● Problem to solve:
In the rows below, change "Tag any visible" to "Mark every visible" everywhere it occurs and reproduce them with nothing else altered. Leave the pictures out of your answer.

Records
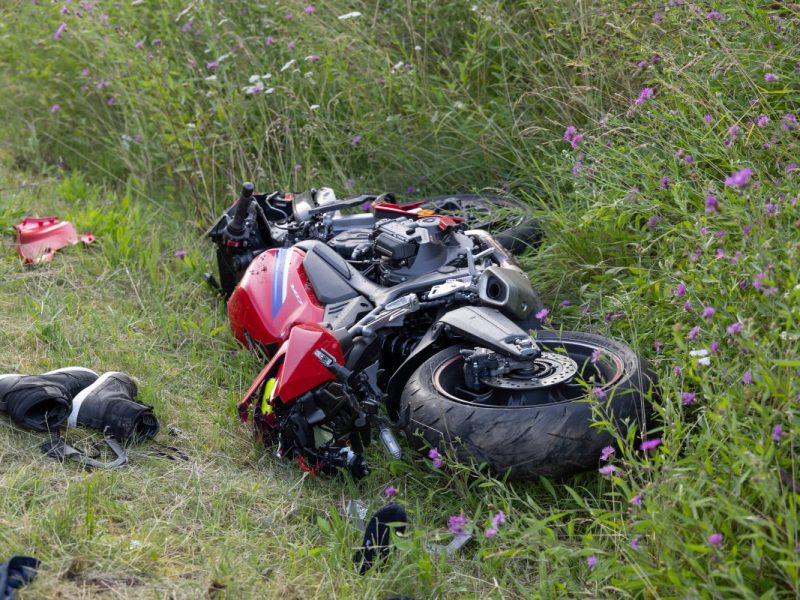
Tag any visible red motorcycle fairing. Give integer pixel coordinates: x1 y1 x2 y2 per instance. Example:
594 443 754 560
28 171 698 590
228 248 325 348
234 323 344 422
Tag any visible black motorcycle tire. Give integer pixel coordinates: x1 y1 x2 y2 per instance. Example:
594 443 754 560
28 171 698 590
422 194 542 254
400 330 654 479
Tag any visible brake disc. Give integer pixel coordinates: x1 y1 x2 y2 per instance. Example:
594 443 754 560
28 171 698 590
481 352 578 390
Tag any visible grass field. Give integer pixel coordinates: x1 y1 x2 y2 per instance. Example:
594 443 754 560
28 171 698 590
0 0 800 599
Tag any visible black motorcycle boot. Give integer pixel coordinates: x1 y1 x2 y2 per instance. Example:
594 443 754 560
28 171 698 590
37 367 98 398
67 371 159 441
0 374 72 431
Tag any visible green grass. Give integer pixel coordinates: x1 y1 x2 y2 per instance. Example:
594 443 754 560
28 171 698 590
0 0 800 598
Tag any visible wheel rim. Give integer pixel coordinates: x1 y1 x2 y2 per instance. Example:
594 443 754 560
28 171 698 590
432 340 625 408
423 196 525 230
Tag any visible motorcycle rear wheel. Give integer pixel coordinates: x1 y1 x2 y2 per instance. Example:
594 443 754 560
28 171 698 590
400 330 654 479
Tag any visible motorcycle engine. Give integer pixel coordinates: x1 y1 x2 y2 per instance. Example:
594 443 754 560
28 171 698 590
373 216 471 285
328 216 472 286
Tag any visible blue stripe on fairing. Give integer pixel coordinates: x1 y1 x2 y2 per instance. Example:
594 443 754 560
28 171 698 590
272 248 289 319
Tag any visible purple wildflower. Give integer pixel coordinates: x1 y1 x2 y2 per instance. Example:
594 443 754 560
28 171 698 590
447 514 467 535
725 169 753 188
633 88 653 106
564 125 583 150
600 446 615 461
639 438 661 450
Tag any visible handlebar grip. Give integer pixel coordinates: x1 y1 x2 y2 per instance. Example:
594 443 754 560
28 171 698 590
226 181 255 236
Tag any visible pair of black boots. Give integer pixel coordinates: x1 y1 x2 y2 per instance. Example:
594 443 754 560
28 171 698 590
0 367 158 442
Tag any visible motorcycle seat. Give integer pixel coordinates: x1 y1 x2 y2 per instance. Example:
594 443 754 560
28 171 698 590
295 240 386 305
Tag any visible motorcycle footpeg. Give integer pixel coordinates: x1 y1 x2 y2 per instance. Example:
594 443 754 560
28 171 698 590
314 349 353 385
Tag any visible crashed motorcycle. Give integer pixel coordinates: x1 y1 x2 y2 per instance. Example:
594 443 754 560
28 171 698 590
207 183 652 479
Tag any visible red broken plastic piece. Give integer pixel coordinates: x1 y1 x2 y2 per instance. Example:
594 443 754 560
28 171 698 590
14 217 94 263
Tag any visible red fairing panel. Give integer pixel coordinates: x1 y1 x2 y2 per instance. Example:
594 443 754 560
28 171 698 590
14 217 94 263
228 248 325 346
239 323 344 421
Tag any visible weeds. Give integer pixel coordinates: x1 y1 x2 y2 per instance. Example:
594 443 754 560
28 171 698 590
0 0 800 598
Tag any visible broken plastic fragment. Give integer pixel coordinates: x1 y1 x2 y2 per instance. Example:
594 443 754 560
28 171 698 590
14 217 94 264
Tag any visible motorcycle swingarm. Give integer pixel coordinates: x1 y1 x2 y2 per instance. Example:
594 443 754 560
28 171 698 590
386 306 541 419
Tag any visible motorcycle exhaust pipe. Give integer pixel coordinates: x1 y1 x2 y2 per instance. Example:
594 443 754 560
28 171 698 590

● Written reply:
Mark every visible red motorcycle fairing. Give integer pixel coordinates: x1 y1 x2 y2 per instance. Example:
594 443 754 560
28 171 698 590
228 248 325 348
234 323 344 422
Mark every visible black motorcycle tire. Give integer pixel coordinates: x1 y1 x2 y2 per instance. Example:
594 443 754 560
28 171 698 590
422 194 542 254
400 330 654 479
Mark every visible brake disc. Give integer pixel coordinates: x1 y1 x2 y2 per instance. Example:
594 443 754 560
28 171 698 590
481 352 578 390
Mark every visible grass field. Give integer pixel coordinates: x1 y1 x2 y2 per instance. Example:
594 443 754 560
28 171 698 590
0 0 800 599
Mark every visible black motorcycle boot. Give integer pixel coordinates: x1 y1 x2 y2 per instance. Example:
594 443 754 560
28 171 698 590
37 367 98 398
67 371 159 441
0 374 72 431
Mark every visible green grass. Give integer pixel coordinates: x1 y1 x2 y2 per instance. Example:
594 443 754 560
28 171 698 590
0 0 800 598
Mark every visible wheel rim. Give integer pixel coordinates: x1 y1 x2 y2 per instance. Example:
594 443 754 560
28 171 698 590
432 340 625 408
423 196 525 230
Mark every visible motorcycle rear wheel. Give integer pixel coordinates: x1 y1 x2 y2 per instance. Example:
594 443 754 560
28 171 698 590
400 330 654 479
Mark every visible motorcycle engine. Give integer pixel coordinates: x1 y1 x2 y2 per instance. Example:
594 443 754 560
28 171 698 590
373 216 471 285
328 216 472 286
Mark every visible blue stripe on fairing. Give integer pixel coordinates: x1 y1 x2 y2 per instance. Example:
594 443 754 560
28 171 698 590
272 248 289 319
Mark every visible purple wildflower. Give integer pixel coordinates: x1 y1 x2 y2 per instance. Example:
594 443 754 560
28 171 698 590
447 514 467 535
725 169 753 188
633 88 653 106
564 125 583 150
600 446 615 461
639 438 661 450
Mark every visible handlebar grip. Give integer pixel coordinates: x1 y1 x2 y2 per instance. Example:
594 443 754 560
28 171 698 590
226 181 255 236
Mark every visible pair of black boots. Give integer pixel coordinates: x1 y1 x2 y2 per instance. Example:
594 443 754 560
28 171 698 590
0 367 158 442
Mark every visible motorcycle seat. Give integer pixel coordinates: x1 y1 x2 y2 per instance. Example:
594 443 754 560
28 171 698 590
295 240 386 305
Mark every visible motorcycle footpeg. Give integer pixel coordinates: x1 y1 x2 y2 per instance. Example:
594 443 754 560
28 171 698 590
314 349 353 385
Mark every visible crashed motorcycle. Give integer pixel coordinates: x1 y1 x2 y2 per instance. Example:
594 443 754 560
28 171 698 590
207 183 652 479
Mark every visible red broken plastic piece. Give integer pixel coordinates: x1 y1 x2 y2 per instance. Example:
594 443 754 560
28 171 698 590
14 217 94 263
Mark every visible red fairing panel. Give integer pixel coordinates: x1 y1 x2 y2 per instance. Example:
594 443 754 560
28 171 698 590
14 217 94 263
228 248 325 346
239 323 344 421
Mark every visible weeds. Give integer pixel coordinates: x1 y1 x2 y2 per instance. Example:
594 443 754 560
28 171 698 590
0 0 800 598
Mark every visible broken plastic fragment. Give integer pixel coordinates: x1 y1 x2 y2 per instance. Example:
594 443 754 560
28 171 698 590
14 217 94 264
Mark every visible motorcycle swingarm. Give integer pixel coordinates: x1 y1 x2 y2 per instance. Example:
594 443 754 560
28 171 698 590
386 306 541 419
Mark every visible motorcycle exhaust pipe. Give integer pixel coordinates: x1 y1 x2 y2 per instance. Example:
594 443 754 560
28 171 698 590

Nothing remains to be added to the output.